• **Problem**:
Extend the forum post on martial arts cross-training, picking up directly after its last sentence.

• **Supplied text**:
________________

Totally depends on the instructor.

I see BJJ... having a Sensei who loved shimewaza and kanasetsu waza  which he called "Higher Judo"  ... I see very little


----------



## MetalBoar

Steve said:


> I've been thinking about this, and I guess I'll just distill this to one simple question.  How can guys like @gpseymour say he sees a lot of application training with guys like @Tony Dismukes, or guys like @Tony Dismukes  say he sees a lot of benefit from his training in things like ninjutsu or wing chun, or wing chun guys like @yak sao say he sees a lot of benefit from other styles.... and at the same time, be so rigid and inflexible about what can or cannot benefit training?  Seems pretty inconsistent to me.   To be clear, I'm not suggesting @yak sao or @Tony Dismukes have taken a rigid stance.  More, I'm suggesting that you guys are already open to the idea of cross benefits, but seem to balk at the idea of less obvious carryover.


I think this is an interesting question and I'd love to hear other peoples' takes on it.

Just talking about skill acquisition below:

I'm not at all against cross training and I do believe it can have benefits _for your complete martial arts package. _If you want to be a well rounded martial artist then you're likely going to train in multiple arts. For the most part, outside of potential time and recovery limitations, I don't think there's much downside to cross training  (at least in very different arts, say BJJ and boxing) and a lot of upsides for that goal. That's especially true for me because I want to have fun with my martial arts, get some exercise in, and get better at self defense and at this point in my life I prioritize it in about that order too. I just think that it doesn't work the way some people are claiming it does, at least for the way most people learn.

________________

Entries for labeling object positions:
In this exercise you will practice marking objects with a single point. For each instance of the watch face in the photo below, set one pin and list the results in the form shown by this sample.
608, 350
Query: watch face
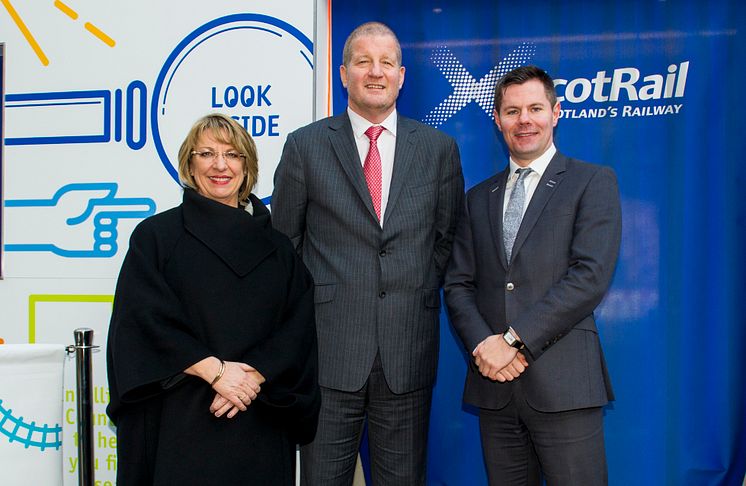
509, 338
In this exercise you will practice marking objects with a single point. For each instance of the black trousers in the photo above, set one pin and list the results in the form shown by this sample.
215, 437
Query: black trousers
521, 444
397, 435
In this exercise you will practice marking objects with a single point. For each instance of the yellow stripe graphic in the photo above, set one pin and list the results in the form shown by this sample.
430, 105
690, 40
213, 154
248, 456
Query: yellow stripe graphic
98, 33
26, 33
66, 10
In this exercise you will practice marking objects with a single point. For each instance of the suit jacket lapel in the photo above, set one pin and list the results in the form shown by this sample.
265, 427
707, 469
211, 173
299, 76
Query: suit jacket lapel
343, 143
544, 191
496, 197
403, 154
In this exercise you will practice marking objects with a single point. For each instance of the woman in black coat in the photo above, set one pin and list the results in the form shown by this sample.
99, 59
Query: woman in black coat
211, 354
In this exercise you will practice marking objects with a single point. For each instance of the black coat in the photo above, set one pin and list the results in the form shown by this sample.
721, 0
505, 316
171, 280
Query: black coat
204, 279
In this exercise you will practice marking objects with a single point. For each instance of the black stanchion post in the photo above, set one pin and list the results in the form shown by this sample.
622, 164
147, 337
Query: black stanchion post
84, 376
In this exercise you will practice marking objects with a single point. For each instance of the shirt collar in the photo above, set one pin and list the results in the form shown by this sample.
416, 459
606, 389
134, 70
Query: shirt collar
539, 165
360, 124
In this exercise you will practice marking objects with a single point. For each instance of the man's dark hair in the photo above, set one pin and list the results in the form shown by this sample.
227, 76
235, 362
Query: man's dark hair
521, 75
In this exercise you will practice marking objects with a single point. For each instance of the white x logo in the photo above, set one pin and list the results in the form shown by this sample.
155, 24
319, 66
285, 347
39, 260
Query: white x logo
466, 88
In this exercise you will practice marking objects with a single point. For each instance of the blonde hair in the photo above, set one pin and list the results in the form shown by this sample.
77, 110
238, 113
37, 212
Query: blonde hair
225, 130
368, 29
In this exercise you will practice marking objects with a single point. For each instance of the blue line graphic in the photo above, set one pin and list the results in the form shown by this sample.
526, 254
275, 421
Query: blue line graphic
54, 100
28, 433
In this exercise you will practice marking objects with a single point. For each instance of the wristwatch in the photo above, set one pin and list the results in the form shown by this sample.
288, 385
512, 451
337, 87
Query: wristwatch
512, 341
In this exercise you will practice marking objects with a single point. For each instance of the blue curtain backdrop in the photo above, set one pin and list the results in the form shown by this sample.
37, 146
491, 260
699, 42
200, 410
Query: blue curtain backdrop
653, 89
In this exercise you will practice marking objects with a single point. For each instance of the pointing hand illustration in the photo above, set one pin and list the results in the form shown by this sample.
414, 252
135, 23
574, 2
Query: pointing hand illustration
85, 220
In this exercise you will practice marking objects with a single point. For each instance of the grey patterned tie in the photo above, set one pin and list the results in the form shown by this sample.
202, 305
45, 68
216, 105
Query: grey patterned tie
514, 212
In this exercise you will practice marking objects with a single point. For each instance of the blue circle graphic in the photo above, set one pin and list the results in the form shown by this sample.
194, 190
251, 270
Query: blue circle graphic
186, 43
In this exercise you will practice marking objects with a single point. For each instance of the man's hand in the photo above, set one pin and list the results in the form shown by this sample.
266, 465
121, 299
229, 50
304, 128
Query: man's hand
497, 360
513, 370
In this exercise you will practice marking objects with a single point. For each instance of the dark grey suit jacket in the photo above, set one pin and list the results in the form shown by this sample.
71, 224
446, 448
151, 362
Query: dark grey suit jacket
563, 261
377, 289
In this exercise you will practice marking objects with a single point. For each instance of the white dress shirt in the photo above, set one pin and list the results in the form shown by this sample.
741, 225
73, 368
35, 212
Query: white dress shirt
531, 180
386, 145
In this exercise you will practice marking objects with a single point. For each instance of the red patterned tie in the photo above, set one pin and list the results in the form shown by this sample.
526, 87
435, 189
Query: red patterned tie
372, 168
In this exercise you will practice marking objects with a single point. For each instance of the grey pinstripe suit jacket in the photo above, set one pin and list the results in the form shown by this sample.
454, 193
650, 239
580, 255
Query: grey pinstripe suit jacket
377, 289
564, 257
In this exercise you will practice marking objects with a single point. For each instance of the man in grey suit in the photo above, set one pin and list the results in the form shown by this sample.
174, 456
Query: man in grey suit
370, 200
534, 254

________________

• **Answer to this problem**:
For example, I think that doing boxing and BJJ at the same time are a great way to get better at fighting in an overall sense. I do not think that doing BJJ is going to make your boxing in the ring better unless you are able to pick up skills the way only a minority of people are able to and even then I think it will be only minimally beneficial to your boxing, and vice versa. They are different enough that I doubt they'll be detrimental to each other under competition rules either.

Now if you already box and you take up Wing Chun you may also become a more well rounded fighter since you're going to get some training that boxing is completely missing in kicking at the very least. Some people, either because they are the rare-ish individual who easily learn things this way or because they work to take a piece and integrate it into what they already do (essentially make it a part of boxing), are going to find ways to use the Wing Chun to improve aspects of boxing as well. If neither of these things are true they are likely to confuse their skills and slow their progress by mixing up methods of power generation and footwork, etc.. Even if they are good at transferring motor skills between different activities they run the risk of unconsciously breaking the rules in their boxing matches if they do a lot of sparring in Wing Chun. I know that when I was studying Aikido and fencing all the time I almost threw a guy in a fencing tournament by reflex! In general I think the more you have/want to conform to a specific set of rules the less benefit you get from cross training (or at least the amount of work necessary to benefit goes up).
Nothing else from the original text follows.